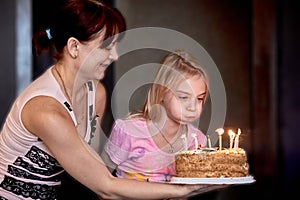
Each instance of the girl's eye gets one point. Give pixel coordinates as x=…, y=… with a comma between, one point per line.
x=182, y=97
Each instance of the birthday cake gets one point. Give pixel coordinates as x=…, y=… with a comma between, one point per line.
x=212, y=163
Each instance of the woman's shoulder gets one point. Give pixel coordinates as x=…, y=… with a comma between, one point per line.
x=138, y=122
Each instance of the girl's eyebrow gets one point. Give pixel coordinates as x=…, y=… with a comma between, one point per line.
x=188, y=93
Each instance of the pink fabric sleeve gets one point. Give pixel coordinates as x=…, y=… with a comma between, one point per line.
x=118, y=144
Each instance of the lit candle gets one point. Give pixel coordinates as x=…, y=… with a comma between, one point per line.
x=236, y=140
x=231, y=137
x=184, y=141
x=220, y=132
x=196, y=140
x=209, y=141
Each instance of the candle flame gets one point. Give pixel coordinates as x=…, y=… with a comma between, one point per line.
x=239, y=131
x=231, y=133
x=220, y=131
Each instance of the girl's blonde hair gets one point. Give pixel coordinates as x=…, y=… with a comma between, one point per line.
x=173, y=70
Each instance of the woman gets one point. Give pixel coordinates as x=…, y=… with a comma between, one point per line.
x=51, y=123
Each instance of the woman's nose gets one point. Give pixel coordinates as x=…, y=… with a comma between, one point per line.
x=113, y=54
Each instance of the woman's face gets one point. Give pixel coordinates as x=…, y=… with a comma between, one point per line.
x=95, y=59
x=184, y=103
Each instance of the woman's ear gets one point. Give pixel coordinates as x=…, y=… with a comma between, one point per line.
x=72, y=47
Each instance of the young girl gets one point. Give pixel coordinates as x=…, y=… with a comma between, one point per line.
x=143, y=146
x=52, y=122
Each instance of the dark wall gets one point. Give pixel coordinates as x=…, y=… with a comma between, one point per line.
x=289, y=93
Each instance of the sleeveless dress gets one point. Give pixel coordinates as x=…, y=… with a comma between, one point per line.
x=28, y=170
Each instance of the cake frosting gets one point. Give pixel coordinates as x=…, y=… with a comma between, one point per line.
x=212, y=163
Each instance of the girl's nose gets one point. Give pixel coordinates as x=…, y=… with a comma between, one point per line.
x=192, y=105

----------

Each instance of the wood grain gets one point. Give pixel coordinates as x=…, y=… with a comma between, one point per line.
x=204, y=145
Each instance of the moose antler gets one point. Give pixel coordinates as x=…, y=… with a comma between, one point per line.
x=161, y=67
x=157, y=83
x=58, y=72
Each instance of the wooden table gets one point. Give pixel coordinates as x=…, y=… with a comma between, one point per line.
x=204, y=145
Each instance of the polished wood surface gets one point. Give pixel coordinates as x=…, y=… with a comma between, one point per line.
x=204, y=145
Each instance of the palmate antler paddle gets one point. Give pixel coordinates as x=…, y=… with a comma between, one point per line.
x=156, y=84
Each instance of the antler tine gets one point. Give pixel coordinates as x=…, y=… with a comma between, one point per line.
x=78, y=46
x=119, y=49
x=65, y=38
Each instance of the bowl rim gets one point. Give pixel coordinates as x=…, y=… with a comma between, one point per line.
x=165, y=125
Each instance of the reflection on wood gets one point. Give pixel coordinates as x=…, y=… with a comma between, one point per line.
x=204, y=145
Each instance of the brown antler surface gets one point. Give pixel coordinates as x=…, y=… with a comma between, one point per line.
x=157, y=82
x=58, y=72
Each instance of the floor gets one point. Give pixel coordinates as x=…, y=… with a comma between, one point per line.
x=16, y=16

----------

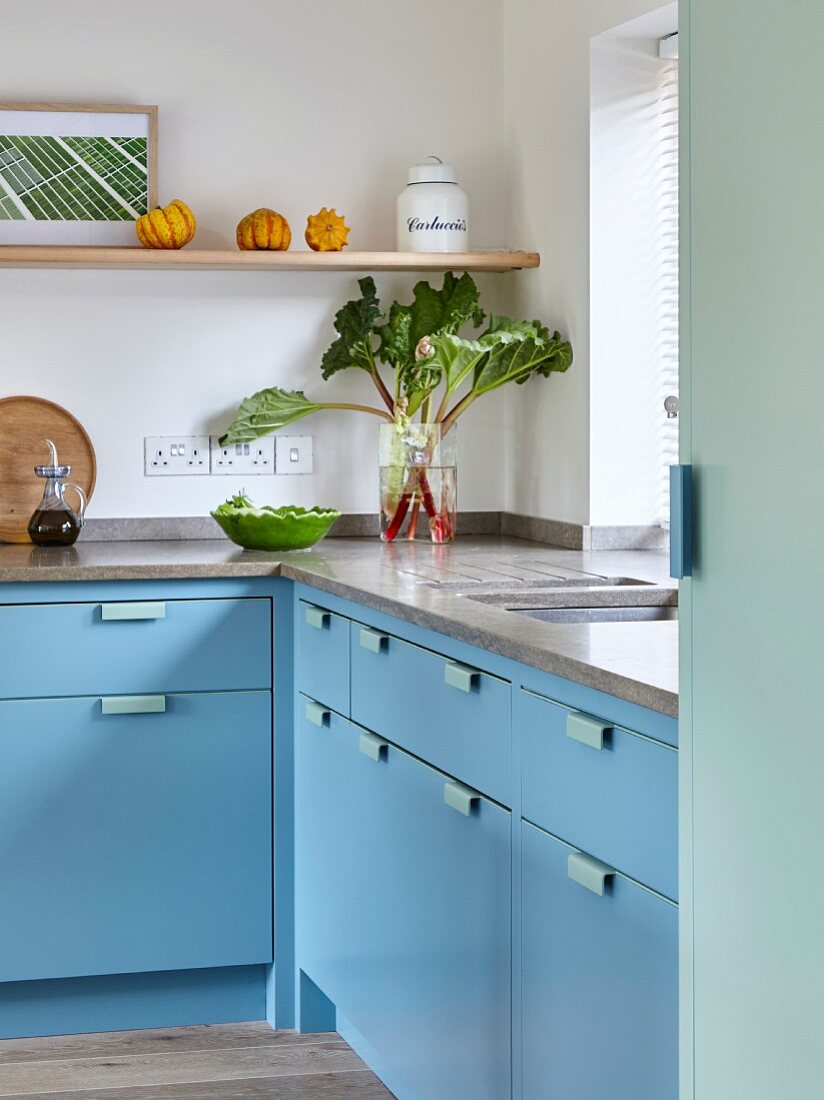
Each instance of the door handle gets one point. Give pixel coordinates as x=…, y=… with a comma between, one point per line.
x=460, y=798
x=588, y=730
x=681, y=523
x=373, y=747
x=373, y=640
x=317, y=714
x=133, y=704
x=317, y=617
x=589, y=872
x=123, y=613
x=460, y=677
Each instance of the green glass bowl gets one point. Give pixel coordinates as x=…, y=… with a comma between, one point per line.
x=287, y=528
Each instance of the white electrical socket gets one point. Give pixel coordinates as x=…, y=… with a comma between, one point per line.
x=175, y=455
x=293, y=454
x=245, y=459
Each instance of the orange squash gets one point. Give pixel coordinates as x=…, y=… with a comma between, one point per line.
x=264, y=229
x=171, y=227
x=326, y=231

----------

(What needs to be done): Format as a numbered list the lines from the one containing "Each instance of the green" through the one containing "x=326, y=231", inclusive, with blank lines omitted.

(Solution below):
1. Each instance of the green glass bowl gets one point. Give pixel coordinates as x=…, y=… with a comma between, one point per line.
2. x=287, y=528
3. Each instance of the white electrical socket gets one point. Give pixel coordinates as x=…, y=… with a comma between, one point per line.
4. x=175, y=455
5. x=293, y=454
6. x=245, y=459
7. Each instance of the orange squash gets one point. Give pixel coordinates as x=…, y=… with a comma between, one point per line.
8. x=264, y=229
9. x=171, y=227
10. x=326, y=231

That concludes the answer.